======== STORED DATA

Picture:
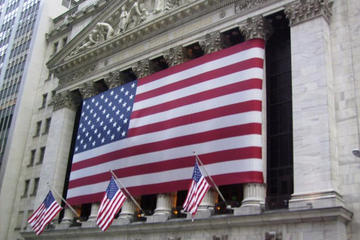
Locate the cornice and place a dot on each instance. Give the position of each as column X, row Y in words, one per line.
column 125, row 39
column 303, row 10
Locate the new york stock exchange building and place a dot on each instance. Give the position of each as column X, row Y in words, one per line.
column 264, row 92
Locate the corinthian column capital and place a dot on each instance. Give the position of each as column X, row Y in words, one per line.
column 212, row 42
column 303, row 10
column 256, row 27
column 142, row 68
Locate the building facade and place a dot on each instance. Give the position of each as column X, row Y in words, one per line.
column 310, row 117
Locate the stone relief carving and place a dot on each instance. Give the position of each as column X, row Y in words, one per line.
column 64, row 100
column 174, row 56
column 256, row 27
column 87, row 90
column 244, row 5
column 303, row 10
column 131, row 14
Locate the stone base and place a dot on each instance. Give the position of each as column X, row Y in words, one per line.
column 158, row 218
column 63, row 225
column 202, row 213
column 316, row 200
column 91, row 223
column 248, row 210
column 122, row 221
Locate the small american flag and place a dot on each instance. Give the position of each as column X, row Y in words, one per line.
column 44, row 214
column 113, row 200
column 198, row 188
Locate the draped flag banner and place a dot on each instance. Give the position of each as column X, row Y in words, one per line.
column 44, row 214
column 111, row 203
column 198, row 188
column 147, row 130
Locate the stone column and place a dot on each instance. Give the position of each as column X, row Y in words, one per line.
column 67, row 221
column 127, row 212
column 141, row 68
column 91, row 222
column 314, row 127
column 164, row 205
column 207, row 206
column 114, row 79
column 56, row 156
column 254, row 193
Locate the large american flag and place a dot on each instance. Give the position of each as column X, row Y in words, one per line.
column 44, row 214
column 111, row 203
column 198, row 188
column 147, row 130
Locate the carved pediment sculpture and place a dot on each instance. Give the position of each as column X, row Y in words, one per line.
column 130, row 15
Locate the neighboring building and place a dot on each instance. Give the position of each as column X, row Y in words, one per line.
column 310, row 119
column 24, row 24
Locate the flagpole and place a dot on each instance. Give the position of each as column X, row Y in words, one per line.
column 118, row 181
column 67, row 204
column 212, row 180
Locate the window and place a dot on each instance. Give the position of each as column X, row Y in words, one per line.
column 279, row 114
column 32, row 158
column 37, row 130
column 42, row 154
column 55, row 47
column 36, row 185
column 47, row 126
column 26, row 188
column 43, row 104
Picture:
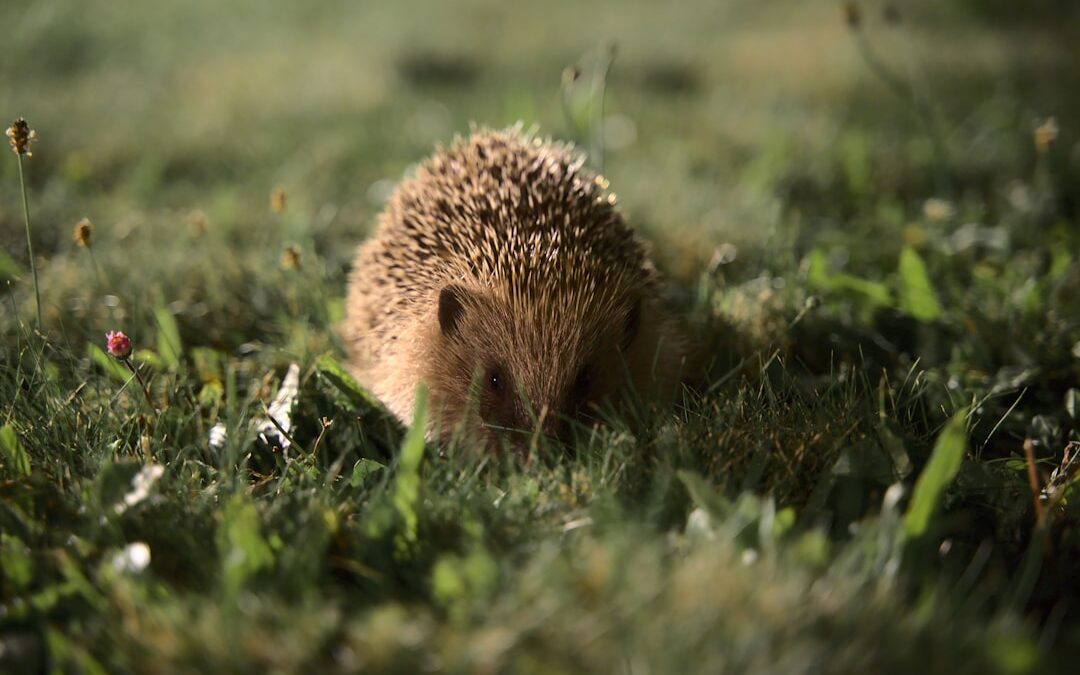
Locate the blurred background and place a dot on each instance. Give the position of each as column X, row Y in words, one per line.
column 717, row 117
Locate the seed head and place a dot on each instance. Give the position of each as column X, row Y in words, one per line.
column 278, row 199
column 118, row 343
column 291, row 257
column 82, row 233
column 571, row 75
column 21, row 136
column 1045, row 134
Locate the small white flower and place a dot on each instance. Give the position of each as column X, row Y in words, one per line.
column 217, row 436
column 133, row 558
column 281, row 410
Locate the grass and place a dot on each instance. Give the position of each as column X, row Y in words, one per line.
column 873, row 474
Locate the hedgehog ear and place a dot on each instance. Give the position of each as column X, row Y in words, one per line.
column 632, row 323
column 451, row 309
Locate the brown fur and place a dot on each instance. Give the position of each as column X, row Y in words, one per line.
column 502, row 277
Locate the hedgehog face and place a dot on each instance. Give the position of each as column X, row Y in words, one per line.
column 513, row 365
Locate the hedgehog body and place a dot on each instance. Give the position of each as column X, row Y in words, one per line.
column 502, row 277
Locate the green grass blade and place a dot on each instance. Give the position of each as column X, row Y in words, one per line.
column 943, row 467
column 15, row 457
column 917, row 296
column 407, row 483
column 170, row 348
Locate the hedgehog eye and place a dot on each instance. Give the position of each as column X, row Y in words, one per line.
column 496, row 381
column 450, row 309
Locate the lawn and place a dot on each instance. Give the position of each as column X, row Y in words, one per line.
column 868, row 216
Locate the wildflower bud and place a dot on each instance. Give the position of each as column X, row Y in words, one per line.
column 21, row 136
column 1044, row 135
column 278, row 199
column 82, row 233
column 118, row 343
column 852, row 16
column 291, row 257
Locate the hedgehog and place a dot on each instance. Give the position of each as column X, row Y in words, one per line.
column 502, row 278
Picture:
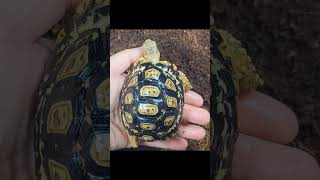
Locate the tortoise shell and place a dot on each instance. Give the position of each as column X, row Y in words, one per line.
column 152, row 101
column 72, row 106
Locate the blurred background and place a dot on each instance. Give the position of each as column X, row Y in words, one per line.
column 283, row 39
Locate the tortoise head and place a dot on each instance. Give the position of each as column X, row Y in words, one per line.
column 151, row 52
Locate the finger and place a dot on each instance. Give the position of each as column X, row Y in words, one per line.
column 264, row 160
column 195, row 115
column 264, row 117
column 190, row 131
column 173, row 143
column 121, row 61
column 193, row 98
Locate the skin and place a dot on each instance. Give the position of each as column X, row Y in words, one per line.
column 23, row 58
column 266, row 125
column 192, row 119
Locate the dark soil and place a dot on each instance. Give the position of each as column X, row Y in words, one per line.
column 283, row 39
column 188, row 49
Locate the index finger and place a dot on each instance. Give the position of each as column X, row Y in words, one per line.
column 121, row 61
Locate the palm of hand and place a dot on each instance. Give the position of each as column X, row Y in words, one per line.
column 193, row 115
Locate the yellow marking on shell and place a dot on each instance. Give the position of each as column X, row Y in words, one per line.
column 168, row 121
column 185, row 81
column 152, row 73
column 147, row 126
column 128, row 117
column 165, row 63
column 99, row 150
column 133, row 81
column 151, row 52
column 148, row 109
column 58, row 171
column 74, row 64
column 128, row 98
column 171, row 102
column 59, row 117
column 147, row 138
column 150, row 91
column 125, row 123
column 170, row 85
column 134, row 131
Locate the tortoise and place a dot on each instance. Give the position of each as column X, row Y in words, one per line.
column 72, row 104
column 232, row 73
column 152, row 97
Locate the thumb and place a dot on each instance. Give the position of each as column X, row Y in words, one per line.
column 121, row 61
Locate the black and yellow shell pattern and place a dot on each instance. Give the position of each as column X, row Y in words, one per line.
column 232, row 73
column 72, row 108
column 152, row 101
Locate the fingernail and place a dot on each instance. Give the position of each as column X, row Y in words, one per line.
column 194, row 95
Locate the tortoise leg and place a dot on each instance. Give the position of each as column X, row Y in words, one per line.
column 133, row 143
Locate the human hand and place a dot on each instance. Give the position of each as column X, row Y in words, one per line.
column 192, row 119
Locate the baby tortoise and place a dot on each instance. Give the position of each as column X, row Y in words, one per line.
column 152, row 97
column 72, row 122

================

PROBLEM REQUIREMENTS:
Reproduce verbatim the span of lines that begins with the line containing "Locate the hedgehog and" and ends with the line containing "column 193, row 115", both included, and omit the pictures.

SOLUTION TO THE PROBLEM:
Locate the hedgehog and place a dot on each instance. Give the position of each as column X, row Y in words, one per line.
column 502, row 278
Picture:
Locate the tortoise shell and place a dot on each instance. Give the position of each as column X, row Y in words, one per line.
column 152, row 101
column 72, row 106
Locate the blurred background and place a dot on each instance. Give the position of each as column X, row Y in words, one per line.
column 283, row 39
Locate the tortoise head and place a dot on each instance. Give the position of each as column X, row Y in words, one per line.
column 151, row 52
Locate the finger and place a dot on each instance. Give the position of each as column X, row Y in words, one per line.
column 264, row 160
column 195, row 115
column 264, row 117
column 190, row 131
column 173, row 143
column 121, row 61
column 193, row 98
Locate the skin and place a dot on each instance. Give the position of each as column X, row Y in words, one per line.
column 23, row 58
column 266, row 125
column 192, row 119
Locate the dark soil and place a dot on each instance. Give the position of each as column X, row Y in words, one per line.
column 283, row 39
column 188, row 49
Locate the index finger and place a dot on each instance. Give the position of each as column X, row Y in words, one per line.
column 121, row 61
Locate the palm of hand and place a dot on each instance. Give the position of each as column X, row Y in words, one per line.
column 193, row 115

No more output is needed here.